(Dataset rows)
** BEGIN **
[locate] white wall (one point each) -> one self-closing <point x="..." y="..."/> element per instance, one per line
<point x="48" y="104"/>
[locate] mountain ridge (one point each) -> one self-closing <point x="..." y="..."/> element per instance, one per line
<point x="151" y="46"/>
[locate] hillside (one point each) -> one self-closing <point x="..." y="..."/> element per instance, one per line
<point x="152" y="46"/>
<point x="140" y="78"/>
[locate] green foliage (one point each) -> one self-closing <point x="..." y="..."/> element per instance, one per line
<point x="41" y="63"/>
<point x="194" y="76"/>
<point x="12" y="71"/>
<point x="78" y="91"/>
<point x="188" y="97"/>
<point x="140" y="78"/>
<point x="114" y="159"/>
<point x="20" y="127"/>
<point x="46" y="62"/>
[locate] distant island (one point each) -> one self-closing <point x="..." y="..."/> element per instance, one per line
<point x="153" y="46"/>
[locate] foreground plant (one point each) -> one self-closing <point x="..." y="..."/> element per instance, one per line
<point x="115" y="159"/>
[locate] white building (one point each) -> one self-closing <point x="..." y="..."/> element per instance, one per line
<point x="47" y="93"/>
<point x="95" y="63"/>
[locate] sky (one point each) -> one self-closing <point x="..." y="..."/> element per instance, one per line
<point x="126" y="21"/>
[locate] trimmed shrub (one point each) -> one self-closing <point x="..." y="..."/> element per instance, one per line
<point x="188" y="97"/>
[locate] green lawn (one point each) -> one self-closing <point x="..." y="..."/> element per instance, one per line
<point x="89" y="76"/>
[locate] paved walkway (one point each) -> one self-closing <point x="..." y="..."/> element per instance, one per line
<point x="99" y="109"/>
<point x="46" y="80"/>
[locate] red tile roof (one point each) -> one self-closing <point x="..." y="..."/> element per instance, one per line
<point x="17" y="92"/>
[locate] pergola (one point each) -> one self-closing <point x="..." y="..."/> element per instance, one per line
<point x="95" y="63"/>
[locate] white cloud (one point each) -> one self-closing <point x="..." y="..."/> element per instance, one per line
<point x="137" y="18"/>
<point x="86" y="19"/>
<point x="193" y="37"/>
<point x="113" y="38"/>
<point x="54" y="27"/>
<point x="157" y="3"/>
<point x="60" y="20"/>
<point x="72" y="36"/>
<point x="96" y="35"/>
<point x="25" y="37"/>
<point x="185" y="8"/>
** END **
Reproduce all of the rows above, swapping "white cloud" for "cumulus cloud" and leaving every other line unchanged.

[locate] white wall (one point each) -> one self-closing <point x="..." y="..."/> element per instance, one per line
<point x="48" y="104"/>
[locate] mountain ridge (one point each) -> one self-closing <point x="..." y="..."/> element per instance, one per line
<point x="151" y="46"/>
[locate] hillside (one point each) -> one self-closing <point x="..." y="..."/> element per instance, one per line
<point x="152" y="46"/>
<point x="140" y="78"/>
[locate] green foliage (one point each) -> one self-closing <point x="..." y="..."/> element per instance, one per line
<point x="41" y="63"/>
<point x="194" y="76"/>
<point x="12" y="71"/>
<point x="78" y="91"/>
<point x="188" y="97"/>
<point x="140" y="78"/>
<point x="114" y="159"/>
<point x="20" y="127"/>
<point x="46" y="62"/>
[locate] distant island (one point each) -> one self-closing <point x="..." y="..."/> element per instance, one per line
<point x="153" y="46"/>
[locate] foreground plant (one point each) -> one self-closing <point x="..." y="..."/> element per instance, one per line
<point x="115" y="159"/>
[locate] white building (one point each) -> one self-closing <point x="..." y="..."/> element per instance, one per line
<point x="47" y="93"/>
<point x="95" y="63"/>
[locate] sky (one point each) -> one self-closing <point x="..." y="..."/> element per instance, one per line
<point x="126" y="21"/>
[locate] trimmed shrub (one point each) -> one self-closing <point x="..." y="..."/> element per instance, one per line
<point x="188" y="97"/>
[locate] green lawn (one point each) -> one self-closing <point x="..." y="..."/> element per instance, one per line
<point x="89" y="76"/>
[locate] paved walkway (one point each) -> one self-closing <point x="..." y="..."/> element per instance, one per line
<point x="99" y="109"/>
<point x="46" y="80"/>
[locate] red tile roof (one point each) -> one self-closing <point x="..." y="..."/> element per instance, one per line
<point x="17" y="92"/>
[locate] pergola (one point each) -> one self-closing <point x="..." y="..."/> element per instance, one per line
<point x="95" y="63"/>
[locate] cumulus cloud (one point each) -> one self-closing <point x="..." y="..."/> element per instance, one per line
<point x="137" y="18"/>
<point x="86" y="19"/>
<point x="193" y="37"/>
<point x="113" y="38"/>
<point x="54" y="27"/>
<point x="157" y="3"/>
<point x="60" y="20"/>
<point x="72" y="36"/>
<point x="96" y="35"/>
<point x="25" y="37"/>
<point x="185" y="8"/>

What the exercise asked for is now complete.